- Task brief:
What is needed is an exact copy of the records below, minus any pictures.

[Dataset entries]
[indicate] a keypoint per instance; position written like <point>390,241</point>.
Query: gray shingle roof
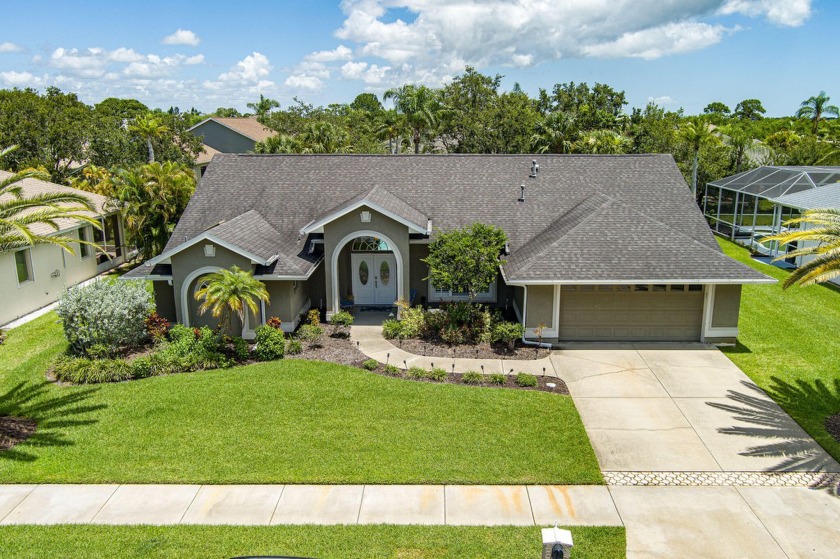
<point>658,214</point>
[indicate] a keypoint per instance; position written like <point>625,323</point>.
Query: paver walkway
<point>308,504</point>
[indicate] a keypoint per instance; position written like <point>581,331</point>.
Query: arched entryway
<point>374,274</point>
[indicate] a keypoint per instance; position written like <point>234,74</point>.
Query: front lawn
<point>789,344</point>
<point>323,542</point>
<point>288,421</point>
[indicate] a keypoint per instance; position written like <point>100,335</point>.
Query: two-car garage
<point>643,312</point>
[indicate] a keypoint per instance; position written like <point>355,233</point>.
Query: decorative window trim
<point>488,296</point>
<point>30,272</point>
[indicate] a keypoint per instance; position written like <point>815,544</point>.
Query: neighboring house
<point>754,204</point>
<point>601,247</point>
<point>227,135</point>
<point>33,277</point>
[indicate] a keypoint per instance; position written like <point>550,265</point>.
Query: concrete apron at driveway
<point>668,407</point>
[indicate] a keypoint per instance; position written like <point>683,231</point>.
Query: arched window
<point>369,244</point>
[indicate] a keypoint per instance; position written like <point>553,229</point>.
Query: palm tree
<point>823,237</point>
<point>420,106</point>
<point>697,134</point>
<point>555,133</point>
<point>230,291</point>
<point>19,213</point>
<point>323,137</point>
<point>816,109</point>
<point>153,197</point>
<point>263,106</point>
<point>149,128</point>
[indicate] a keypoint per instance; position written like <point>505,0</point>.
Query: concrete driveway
<point>664,407</point>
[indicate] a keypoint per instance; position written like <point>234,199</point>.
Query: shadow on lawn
<point>762,418</point>
<point>54,415</point>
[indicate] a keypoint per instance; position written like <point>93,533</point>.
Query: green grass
<point>789,344</point>
<point>323,542</point>
<point>289,421</point>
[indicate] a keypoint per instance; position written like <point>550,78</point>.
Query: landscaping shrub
<point>473,377</point>
<point>525,380</point>
<point>417,373</point>
<point>294,347</point>
<point>310,333</point>
<point>371,364</point>
<point>313,317</point>
<point>271,343</point>
<point>82,370</point>
<point>391,329</point>
<point>157,326</point>
<point>241,351</point>
<point>437,374</point>
<point>508,333</point>
<point>497,378</point>
<point>112,313</point>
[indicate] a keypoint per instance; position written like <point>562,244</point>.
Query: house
<point>227,135</point>
<point>600,247</point>
<point>33,277</point>
<point>754,204</point>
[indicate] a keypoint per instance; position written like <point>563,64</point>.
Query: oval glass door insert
<point>384,272</point>
<point>363,273</point>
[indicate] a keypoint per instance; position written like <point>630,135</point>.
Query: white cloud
<point>662,101</point>
<point>10,47</point>
<point>302,82</point>
<point>339,53</point>
<point>353,70</point>
<point>182,37</point>
<point>252,68</point>
<point>445,35</point>
<point>792,13</point>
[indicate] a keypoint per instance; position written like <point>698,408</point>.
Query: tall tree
<point>697,133</point>
<point>230,291</point>
<point>822,235</point>
<point>262,107</point>
<point>816,109</point>
<point>153,197</point>
<point>148,127</point>
<point>19,213</point>
<point>419,105</point>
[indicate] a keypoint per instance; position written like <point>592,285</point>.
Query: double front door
<point>374,278</point>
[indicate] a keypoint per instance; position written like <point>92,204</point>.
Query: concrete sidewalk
<point>473,505</point>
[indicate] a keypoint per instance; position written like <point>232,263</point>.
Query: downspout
<point>525,321</point>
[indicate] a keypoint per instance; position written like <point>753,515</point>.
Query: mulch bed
<point>478,351</point>
<point>832,425</point>
<point>15,430</point>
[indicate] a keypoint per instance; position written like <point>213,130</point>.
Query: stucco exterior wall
<point>164,300</point>
<point>419,273</point>
<point>190,260</point>
<point>223,138</point>
<point>540,303</point>
<point>53,271</point>
<point>336,230</point>
<point>727,306</point>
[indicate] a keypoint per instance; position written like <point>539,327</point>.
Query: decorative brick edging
<point>717,479</point>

- Exercise result:
[indicate] a keypoint per instance; position written like <point>390,241</point>.
Query: gray shingle roof
<point>658,214</point>
[indicate] a keypoint per instance; position written like <point>625,323</point>.
Query: paver walkway
<point>308,504</point>
[indicate] a keypoint per instance; position written like <point>581,331</point>.
Query: arched entryway
<point>374,274</point>
[indicate] a keypoint per instance; position written like <point>234,74</point>.
Query: front lawn
<point>789,344</point>
<point>323,542</point>
<point>288,421</point>
[indicate] a keypoint per instance; position written like <point>100,335</point>.
Query: two-car garage
<point>643,312</point>
[indicate] a keypoint per instance; position written like <point>355,233</point>.
Query: decorative window trim
<point>488,296</point>
<point>30,272</point>
[indicate] a keypoint per instance; position written like <point>815,544</point>.
Query: neighboring house
<point>754,204</point>
<point>601,247</point>
<point>227,135</point>
<point>33,277</point>
[indicate] a keypoint per instance; position written like <point>550,265</point>.
Query: concrete apron at driveway
<point>668,407</point>
[indicate] a keypoint per instance; position written like <point>683,231</point>.
Query: arched window
<point>369,244</point>
[indicate] a keypoint per instance; position written like <point>553,229</point>.
Query: palm tree
<point>823,237</point>
<point>420,106</point>
<point>697,134</point>
<point>555,133</point>
<point>230,291</point>
<point>19,213</point>
<point>323,137</point>
<point>816,109</point>
<point>153,197</point>
<point>263,106</point>
<point>149,128</point>
[indicate] a keypoint per instance; position written like <point>505,0</point>.
Query: concrete driveway
<point>664,407</point>
[indicate] a keypoint per instance; position written like <point>234,199</point>.
Query: shadow on lawn
<point>762,418</point>
<point>54,415</point>
[indicate] a keypoint per instance; position written like <point>93,533</point>.
Query: green grass
<point>789,344</point>
<point>323,542</point>
<point>289,421</point>
[indicate] a keypoint per instance; position written like <point>550,78</point>.
Query: landscaping shrub
<point>473,377</point>
<point>525,380</point>
<point>417,373</point>
<point>294,347</point>
<point>310,333</point>
<point>371,364</point>
<point>313,317</point>
<point>271,343</point>
<point>82,370</point>
<point>391,329</point>
<point>157,326</point>
<point>241,351</point>
<point>437,374</point>
<point>508,333</point>
<point>497,378</point>
<point>112,313</point>
[indicate] a keypoint per instance; position written like <point>562,244</point>.
Query: house
<point>227,135</point>
<point>600,247</point>
<point>33,277</point>
<point>754,204</point>
[indicate] a keypoint per instance; position written like <point>563,64</point>.
Query: oval glass door insert
<point>384,272</point>
<point>363,273</point>
[indicate] a keypoint per instance; position written like <point>630,135</point>.
Query: white cloud
<point>662,101</point>
<point>10,47</point>
<point>302,82</point>
<point>339,53</point>
<point>353,70</point>
<point>182,37</point>
<point>252,68</point>
<point>445,35</point>
<point>792,13</point>
[indicate] a keypoint per instance; position written like <point>698,408</point>.
Query: tall tree
<point>697,133</point>
<point>230,291</point>
<point>822,235</point>
<point>262,107</point>
<point>816,109</point>
<point>153,197</point>
<point>148,127</point>
<point>19,213</point>
<point>419,105</point>
[indicate] a keypoint per instance; position written like <point>592,285</point>.
Query: double front door
<point>374,278</point>
[indicate] a keypoint per instance; position written like <point>92,204</point>.
Query: concrete sidewalk
<point>473,505</point>
[indicate] a keypoint per instance; position written like <point>232,263</point>.
Query: downspout
<point>525,321</point>
[indicate] a keypoint per instance; position written like <point>753,515</point>.
Query: mulch bed
<point>478,351</point>
<point>832,425</point>
<point>15,430</point>
[indicate] a keypoint per instance; position written like <point>213,130</point>.
Query: stucco exterior wall
<point>164,300</point>
<point>419,273</point>
<point>190,260</point>
<point>223,138</point>
<point>540,303</point>
<point>53,271</point>
<point>336,230</point>
<point>727,306</point>
[indicate] a keypoint per instance; position written like <point>539,327</point>.
Query: decorative brick edging
<point>717,479</point>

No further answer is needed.